------ INPUT FOR THIS TASK

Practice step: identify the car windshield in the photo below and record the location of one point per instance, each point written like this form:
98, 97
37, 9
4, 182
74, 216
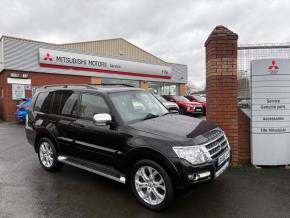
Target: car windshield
135, 106
180, 98
200, 98
161, 99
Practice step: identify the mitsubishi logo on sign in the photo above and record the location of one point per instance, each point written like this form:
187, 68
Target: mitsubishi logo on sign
47, 57
273, 68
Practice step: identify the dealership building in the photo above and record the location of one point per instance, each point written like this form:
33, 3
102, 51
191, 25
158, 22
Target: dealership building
26, 65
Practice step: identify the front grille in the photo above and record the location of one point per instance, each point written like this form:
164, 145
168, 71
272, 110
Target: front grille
217, 146
197, 107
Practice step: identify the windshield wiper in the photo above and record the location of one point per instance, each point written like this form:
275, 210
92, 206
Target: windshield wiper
150, 116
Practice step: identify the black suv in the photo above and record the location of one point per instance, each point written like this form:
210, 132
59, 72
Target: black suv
127, 135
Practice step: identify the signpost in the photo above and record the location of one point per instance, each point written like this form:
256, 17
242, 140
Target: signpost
270, 126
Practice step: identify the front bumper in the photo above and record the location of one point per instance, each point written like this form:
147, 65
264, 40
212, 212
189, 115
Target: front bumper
192, 174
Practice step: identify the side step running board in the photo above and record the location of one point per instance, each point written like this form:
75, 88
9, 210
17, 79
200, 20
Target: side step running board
98, 169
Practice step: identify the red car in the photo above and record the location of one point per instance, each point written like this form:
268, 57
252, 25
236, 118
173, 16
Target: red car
185, 106
200, 99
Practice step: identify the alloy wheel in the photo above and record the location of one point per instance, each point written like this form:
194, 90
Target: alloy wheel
150, 185
46, 154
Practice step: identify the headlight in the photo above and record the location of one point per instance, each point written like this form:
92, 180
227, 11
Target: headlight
193, 154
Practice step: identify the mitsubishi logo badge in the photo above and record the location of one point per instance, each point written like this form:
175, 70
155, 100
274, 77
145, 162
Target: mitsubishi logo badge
273, 68
47, 57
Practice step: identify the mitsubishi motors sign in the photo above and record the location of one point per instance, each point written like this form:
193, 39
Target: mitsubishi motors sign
74, 61
270, 126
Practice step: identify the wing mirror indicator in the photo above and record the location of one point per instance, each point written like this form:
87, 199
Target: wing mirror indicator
102, 119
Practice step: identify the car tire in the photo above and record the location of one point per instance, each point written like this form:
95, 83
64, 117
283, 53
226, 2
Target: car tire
152, 185
47, 155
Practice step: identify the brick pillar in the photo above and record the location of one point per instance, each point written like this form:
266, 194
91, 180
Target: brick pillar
144, 85
221, 83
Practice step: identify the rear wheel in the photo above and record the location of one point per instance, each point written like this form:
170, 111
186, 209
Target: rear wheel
151, 185
47, 155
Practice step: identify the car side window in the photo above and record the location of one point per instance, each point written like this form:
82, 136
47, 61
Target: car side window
69, 103
92, 104
56, 103
43, 102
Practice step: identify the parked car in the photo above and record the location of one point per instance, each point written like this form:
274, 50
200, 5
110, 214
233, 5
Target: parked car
106, 131
186, 107
22, 109
199, 99
171, 106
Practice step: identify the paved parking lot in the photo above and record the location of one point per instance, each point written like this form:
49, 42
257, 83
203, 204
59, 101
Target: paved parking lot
26, 190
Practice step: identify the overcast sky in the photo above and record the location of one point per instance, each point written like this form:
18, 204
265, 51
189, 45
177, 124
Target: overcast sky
174, 30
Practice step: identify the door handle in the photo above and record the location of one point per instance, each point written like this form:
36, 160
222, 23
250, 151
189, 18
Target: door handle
78, 125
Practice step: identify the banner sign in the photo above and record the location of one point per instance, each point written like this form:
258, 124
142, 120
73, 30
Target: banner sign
18, 91
81, 62
270, 105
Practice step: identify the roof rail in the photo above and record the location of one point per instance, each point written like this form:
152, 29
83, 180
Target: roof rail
68, 85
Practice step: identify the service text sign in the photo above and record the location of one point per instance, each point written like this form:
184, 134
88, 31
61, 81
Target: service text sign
82, 62
270, 105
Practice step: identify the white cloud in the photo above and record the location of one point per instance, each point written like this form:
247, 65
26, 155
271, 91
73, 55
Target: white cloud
173, 30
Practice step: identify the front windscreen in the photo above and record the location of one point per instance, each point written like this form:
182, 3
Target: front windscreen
134, 106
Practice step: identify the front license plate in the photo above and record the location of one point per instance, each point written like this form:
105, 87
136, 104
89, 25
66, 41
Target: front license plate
223, 157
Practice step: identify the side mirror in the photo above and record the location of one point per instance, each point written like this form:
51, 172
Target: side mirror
102, 119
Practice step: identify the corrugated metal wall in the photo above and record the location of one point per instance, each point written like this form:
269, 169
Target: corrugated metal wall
23, 55
115, 48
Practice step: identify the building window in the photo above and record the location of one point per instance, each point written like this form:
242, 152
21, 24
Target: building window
134, 83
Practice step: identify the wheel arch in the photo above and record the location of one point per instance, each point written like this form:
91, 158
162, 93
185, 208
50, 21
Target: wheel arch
43, 133
142, 153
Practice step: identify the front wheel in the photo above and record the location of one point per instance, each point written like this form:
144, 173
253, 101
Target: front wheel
47, 155
151, 185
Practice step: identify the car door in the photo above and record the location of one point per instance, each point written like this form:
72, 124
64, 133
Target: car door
65, 108
95, 143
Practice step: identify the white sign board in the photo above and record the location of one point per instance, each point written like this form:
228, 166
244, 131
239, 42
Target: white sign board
270, 125
82, 62
18, 91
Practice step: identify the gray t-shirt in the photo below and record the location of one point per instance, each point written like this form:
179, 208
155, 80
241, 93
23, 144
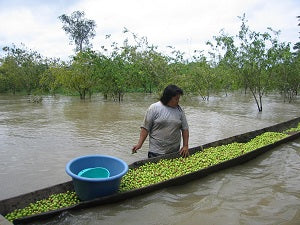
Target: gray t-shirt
164, 125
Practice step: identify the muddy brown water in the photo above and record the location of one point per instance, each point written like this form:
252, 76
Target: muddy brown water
37, 140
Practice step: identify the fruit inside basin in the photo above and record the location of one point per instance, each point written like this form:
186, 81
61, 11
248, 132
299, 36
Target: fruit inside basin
96, 176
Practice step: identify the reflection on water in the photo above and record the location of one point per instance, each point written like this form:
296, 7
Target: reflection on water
37, 140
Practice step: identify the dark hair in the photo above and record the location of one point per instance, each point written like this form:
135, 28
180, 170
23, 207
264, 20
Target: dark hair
169, 92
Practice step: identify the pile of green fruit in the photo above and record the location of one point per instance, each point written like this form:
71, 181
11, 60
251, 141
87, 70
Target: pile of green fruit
152, 173
55, 201
294, 129
165, 169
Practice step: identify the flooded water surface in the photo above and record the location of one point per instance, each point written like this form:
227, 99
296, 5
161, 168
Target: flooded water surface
37, 141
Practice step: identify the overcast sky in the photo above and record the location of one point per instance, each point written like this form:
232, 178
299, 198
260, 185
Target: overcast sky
183, 24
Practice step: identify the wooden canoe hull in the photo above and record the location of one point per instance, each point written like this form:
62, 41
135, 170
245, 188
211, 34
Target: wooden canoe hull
21, 201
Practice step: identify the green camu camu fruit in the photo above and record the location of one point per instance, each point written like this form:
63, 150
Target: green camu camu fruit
165, 169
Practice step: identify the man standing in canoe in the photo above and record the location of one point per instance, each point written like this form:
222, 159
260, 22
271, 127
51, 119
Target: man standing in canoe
165, 122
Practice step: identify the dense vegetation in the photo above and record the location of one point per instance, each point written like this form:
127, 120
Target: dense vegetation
250, 61
164, 169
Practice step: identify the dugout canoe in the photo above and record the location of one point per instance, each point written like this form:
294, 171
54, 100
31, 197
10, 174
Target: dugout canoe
23, 200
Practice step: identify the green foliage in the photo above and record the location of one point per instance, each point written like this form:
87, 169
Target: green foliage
251, 60
79, 29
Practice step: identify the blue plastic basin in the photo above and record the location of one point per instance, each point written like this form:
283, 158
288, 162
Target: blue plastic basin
90, 188
94, 172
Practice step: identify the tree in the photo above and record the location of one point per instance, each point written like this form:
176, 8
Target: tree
255, 59
81, 76
22, 69
80, 30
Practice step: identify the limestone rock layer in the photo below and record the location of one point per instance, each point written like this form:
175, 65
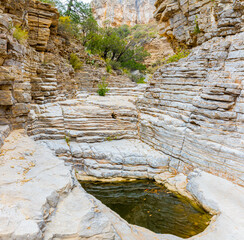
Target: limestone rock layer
190, 23
119, 12
193, 110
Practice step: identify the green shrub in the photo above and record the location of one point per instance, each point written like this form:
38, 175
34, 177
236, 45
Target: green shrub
20, 35
196, 29
75, 61
115, 65
102, 88
108, 68
67, 140
179, 55
48, 1
137, 78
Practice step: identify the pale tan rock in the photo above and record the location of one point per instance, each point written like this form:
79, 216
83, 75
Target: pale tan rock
130, 12
192, 23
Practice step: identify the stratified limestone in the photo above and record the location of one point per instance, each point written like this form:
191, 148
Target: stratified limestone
191, 23
193, 110
117, 12
40, 199
91, 119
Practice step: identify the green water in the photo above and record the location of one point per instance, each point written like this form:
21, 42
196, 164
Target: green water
146, 204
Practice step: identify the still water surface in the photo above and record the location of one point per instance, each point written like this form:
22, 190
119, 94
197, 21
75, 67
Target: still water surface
149, 205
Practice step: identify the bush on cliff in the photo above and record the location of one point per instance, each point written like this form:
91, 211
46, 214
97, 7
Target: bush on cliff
180, 53
20, 34
102, 88
75, 61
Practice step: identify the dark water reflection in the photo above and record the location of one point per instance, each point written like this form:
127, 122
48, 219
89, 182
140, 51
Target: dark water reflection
146, 204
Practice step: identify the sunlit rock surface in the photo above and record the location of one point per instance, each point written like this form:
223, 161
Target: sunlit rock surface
190, 23
193, 110
40, 199
119, 12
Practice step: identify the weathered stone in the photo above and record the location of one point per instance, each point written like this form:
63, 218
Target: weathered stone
193, 105
128, 12
6, 97
20, 109
192, 23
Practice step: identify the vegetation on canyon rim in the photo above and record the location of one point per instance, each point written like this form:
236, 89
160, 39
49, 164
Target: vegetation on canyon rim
119, 47
122, 48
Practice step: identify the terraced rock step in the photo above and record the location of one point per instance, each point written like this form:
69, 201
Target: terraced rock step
193, 110
89, 119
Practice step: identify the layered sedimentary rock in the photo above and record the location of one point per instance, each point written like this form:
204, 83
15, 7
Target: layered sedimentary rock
190, 23
193, 109
119, 12
40, 199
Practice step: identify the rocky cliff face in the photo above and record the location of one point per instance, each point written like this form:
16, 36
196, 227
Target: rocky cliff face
190, 23
33, 71
119, 12
193, 110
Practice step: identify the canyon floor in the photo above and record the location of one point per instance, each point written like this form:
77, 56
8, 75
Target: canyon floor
42, 199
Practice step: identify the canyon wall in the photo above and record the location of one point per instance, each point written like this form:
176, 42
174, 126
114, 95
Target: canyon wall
32, 70
190, 23
193, 110
119, 12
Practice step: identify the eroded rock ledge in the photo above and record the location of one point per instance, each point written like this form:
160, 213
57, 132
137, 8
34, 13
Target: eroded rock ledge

------------

**WORK ITEM**
Extract every line above containing the word "ledge".

**YOUR RESPONSE**
Practice step: identify the eroded rock ledge in the photo above and record the location of one point per instance, each point written like this form:
Target: eroded rock ledge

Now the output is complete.